== Extrahierter Text ==

# # # #

Reportage / 20 Minuten Online
Wird es dunkel, beginnt die Arbeit der Bürgerwehr in Ebikon. Mit Handschellen und Bärenabwehrspray lauern sie Verbrechern auf – und setzen auf eine spezielle Taktik.
Roland Furrer macht eine ernste Miene, dann sagt der Chef der Bürgerwehr Ebikon: «Okay, wir gehen jetzt rein.» Es klingt ein bisschen so, als würden wir gleich ein Kampfgebiet einer Krisenregion betreten. In Wirklichkeit gehen wir hinein in die Nacht, in einem ziemlich beschaulichen Quartier in der Luzerner Gemeinde Ebikon. Trotzdem: Für die Bürgerwehr Ebikon ist das hier tatsächlich ein Krisengebiet, eines aus 90 Einfamilienhäuschen, um genau zu sein.
«Was wir hier machen, ist nicht ungefährlich», sagt der 54-jährige Ex-Boxer. Viele Einbrüche habe es hier schon gegeben. Viel mehr, als man von der Polizei erfahre. Doch Furrers Leute sind in dieser Nacht bereit, solche Einbrüche zu verhindern. Es ist bald Mitternacht und es hat angefangen zu schneien. Während es sich die Ebikoner Bevölkerung längst in der warmen Stube gemütlich gemacht hat, stehen Furrer und zwei weitere Bürgerwehrler in der Kälte an einer dunklen Ecke im Quartier. Es werden gekrümmte Stumpen geraucht, Furrer gibt die Spielregeln für die Reportage bekannt. «Der da redet mit dir, der da nicht. Und du musst akzeptieren, dass dir nicht alle Fragen beantwortet werden. Fotos kannst du machen, aber ohne Gesicht.»

# # # #

== Vorliegende Zeilen ==
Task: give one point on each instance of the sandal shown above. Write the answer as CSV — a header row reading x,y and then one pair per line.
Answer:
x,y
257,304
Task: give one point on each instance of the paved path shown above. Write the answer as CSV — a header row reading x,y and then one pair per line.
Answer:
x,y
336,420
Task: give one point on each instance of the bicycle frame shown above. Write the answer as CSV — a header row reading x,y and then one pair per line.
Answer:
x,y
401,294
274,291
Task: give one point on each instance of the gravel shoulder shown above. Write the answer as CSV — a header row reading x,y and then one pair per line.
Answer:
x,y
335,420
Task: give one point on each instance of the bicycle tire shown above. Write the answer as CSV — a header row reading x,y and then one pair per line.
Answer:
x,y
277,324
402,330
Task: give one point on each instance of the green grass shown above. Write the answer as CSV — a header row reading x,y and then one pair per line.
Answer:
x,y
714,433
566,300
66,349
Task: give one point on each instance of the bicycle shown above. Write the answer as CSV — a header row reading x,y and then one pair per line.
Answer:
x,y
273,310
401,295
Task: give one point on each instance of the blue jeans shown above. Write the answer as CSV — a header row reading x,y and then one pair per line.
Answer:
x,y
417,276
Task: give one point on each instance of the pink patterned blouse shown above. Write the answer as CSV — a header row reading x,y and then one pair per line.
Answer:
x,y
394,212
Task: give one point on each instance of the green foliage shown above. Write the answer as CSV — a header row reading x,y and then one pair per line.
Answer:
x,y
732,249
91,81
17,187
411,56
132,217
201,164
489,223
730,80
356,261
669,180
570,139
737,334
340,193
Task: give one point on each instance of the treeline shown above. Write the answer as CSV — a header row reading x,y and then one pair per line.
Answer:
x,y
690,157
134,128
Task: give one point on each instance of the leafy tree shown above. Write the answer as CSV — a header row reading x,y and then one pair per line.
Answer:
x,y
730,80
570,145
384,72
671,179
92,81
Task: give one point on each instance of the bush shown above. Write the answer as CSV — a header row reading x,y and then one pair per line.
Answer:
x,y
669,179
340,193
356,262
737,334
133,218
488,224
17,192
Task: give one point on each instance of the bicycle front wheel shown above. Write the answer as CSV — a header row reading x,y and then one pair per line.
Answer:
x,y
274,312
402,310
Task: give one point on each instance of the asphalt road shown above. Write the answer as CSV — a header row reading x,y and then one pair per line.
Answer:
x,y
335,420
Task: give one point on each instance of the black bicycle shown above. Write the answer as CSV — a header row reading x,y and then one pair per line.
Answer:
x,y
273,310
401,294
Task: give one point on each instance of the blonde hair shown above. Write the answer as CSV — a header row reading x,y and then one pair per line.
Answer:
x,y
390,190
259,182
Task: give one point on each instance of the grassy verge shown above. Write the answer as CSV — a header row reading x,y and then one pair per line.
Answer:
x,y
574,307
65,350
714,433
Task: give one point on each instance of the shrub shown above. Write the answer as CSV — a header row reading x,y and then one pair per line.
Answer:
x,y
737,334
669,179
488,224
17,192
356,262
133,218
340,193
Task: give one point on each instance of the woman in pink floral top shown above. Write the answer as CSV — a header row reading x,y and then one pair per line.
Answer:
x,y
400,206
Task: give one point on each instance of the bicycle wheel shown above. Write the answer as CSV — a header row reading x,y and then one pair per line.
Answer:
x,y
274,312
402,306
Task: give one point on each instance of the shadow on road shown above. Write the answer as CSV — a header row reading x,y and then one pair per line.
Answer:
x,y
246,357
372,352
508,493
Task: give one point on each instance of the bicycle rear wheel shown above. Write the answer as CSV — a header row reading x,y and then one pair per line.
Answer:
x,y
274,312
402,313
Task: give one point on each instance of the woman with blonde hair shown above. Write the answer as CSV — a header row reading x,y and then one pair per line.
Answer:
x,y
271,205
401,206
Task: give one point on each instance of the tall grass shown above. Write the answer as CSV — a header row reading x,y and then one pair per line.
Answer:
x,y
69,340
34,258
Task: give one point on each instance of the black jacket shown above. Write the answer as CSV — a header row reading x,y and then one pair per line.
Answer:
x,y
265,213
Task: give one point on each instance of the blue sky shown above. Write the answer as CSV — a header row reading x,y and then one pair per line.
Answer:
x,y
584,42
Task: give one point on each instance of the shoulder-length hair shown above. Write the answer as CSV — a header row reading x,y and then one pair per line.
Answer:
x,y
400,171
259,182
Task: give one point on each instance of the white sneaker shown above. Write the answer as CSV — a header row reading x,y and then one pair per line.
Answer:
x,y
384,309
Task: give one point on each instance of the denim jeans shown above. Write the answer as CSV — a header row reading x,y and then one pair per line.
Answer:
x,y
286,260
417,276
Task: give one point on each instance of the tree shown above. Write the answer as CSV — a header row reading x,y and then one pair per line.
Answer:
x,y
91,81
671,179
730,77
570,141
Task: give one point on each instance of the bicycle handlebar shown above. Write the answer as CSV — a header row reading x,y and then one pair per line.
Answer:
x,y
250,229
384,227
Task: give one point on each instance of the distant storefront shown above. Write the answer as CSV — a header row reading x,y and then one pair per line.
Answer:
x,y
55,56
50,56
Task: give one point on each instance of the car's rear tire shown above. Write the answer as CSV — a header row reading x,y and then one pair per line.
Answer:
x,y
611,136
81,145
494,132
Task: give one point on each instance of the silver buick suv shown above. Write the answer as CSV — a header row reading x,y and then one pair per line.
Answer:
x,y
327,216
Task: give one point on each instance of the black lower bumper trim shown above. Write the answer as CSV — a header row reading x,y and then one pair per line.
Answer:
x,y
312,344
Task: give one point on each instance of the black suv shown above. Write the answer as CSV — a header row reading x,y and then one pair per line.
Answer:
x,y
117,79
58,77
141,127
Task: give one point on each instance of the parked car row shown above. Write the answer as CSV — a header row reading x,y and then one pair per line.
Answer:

# # # #

== Deine Aufgaben ==
(1) Entnimm dem extrahierten Text wortgetreu die Stelle von „Reportage / 20“ bis „eine spezielle Taktik.“.
(2) Aus wie vielen Einfamilienhäuschen besteht laut der Reportage über die Bürgerwehr Ebikon das Quartier, das für die Bürgerwehr ein Krisengebiet ist?

== Schriftliche Antworten ==
(1)
Reportage / 20 Minuten Online
Wird es dunkel, beginnt die Arbeit der Bürgerwehr in Ebikon. Mit Handschellen und Bärenabwehrspray lauern sie Verbrechern auf – und setzen auf eine spezielle Taktik.

(2) Aus 90 Einfamilienhäuschen.